# How do online Forex traders lose?



## StockyGuy (4 February 2008)

Hi Folks,

This may seem like a strange question, but I'm interested in how online retail (like you and maybe me if I can pluck up the courage) FOREX traders lose their capital.  What are the pitfalls, common and uncommon?

On this subforum, others forums, and OF COURSE on the actual FOREX vendor websites, a rosy picture of easy gains seem to be painted.  Seems like just following simple patterns in volatile pairs at appropriate times (opening times, major events / news stories etc etc).  Do commission and taxes mean that only the exceptionally skilled or lucky earn much consistent clear profit?

IN SUM, how would I LOSE my money trading FOREX if i so desired?:


----------



## Kauri (4 February 2008)

StockyGuy said:


> Hi Folks,
> 
> This may seem like a strange question, but I'm interested in how online retail (like you and maybe me if I can pluck up the courage) FOREX traders lose their capital. What are the pitfalls, common and uncommon?
> 
> ...




  same way as any instrument, don't have a workable plan/market edge and don't use risk management.
Cheers
.........Kauri


----------



## >Apocalypto< (5 February 2008)

I tend to think you lose it faster then trading 10-4, as the monster run 24/7 5.2 days a week, many more opportuities to blow it during the day!  

What u think Kauri??? :


----------



## Stormin_Norman (5 February 2008)

>Apocalypto< said:


> I tend to think you lose it faster then trading 10-4, as the monster run 24/7 5.2 days a week, many more opportuities to blow it during the day!
> 
> What u think Kauri??? :




dont chase the market & stick to your plan. for everyone.

personally i prefer like apocalypto to hold my trades for longer-term. but im a fundamental trader. i find holding my trades sees me gain more in the longer term. riding dips is easier when the trade is already in profit.


----------



## disarray (5 February 2008)

25 Rules

it's a good read


----------



## ithatheekret (5 February 2008)

never let winners become losers .

never hang onto losers 

don't lose money whenever possible 

hope is in a box , it will always stay there if your serious .

(Collected data)

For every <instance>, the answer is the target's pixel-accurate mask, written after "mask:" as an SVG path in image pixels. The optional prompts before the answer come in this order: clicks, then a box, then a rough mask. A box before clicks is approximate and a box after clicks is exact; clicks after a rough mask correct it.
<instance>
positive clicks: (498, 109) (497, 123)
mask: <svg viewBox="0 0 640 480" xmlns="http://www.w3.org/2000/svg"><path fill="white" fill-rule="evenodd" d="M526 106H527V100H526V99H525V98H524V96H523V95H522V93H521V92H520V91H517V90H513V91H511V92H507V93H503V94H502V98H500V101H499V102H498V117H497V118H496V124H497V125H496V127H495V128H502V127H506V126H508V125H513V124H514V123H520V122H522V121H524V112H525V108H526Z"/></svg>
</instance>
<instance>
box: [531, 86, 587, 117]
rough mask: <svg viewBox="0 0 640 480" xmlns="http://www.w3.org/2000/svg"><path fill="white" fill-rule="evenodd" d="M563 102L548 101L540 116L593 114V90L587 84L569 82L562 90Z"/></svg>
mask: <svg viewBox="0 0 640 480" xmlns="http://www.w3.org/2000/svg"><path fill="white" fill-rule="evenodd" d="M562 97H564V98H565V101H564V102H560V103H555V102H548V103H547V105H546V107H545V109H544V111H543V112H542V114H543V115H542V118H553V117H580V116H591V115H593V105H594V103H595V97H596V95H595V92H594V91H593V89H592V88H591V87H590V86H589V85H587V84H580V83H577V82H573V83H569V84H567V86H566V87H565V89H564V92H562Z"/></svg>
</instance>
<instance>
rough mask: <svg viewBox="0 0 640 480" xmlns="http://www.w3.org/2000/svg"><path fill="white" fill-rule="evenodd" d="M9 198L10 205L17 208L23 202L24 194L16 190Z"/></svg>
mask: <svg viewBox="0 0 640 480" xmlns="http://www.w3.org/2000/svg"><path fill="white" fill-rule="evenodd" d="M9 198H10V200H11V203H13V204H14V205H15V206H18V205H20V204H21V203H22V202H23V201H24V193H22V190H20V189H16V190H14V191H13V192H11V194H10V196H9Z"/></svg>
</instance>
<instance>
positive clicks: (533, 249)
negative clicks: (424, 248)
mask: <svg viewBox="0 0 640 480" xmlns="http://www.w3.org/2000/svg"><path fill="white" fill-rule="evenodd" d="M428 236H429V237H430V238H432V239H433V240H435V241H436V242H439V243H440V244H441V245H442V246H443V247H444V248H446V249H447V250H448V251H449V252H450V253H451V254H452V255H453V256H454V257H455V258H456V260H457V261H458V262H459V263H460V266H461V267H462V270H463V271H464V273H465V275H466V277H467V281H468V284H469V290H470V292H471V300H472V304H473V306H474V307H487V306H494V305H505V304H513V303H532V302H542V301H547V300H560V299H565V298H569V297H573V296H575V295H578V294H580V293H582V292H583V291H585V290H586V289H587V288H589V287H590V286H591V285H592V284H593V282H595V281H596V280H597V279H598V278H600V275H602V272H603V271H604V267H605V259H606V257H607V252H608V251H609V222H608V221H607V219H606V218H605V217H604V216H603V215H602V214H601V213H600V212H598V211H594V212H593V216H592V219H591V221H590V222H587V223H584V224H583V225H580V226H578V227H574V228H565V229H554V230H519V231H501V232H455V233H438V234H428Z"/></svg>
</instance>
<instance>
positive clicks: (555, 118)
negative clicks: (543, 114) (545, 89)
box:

**TASK ITEM**
Can you quote the forex thread word for word, starting with "never let winners" and going on through "your serious ."?

**WRITTEN RESPONSE**
never let winners become losers .

never hang onto losers 

don't lose money whenever possible 

hope is in a box , it will always stay there if your serious .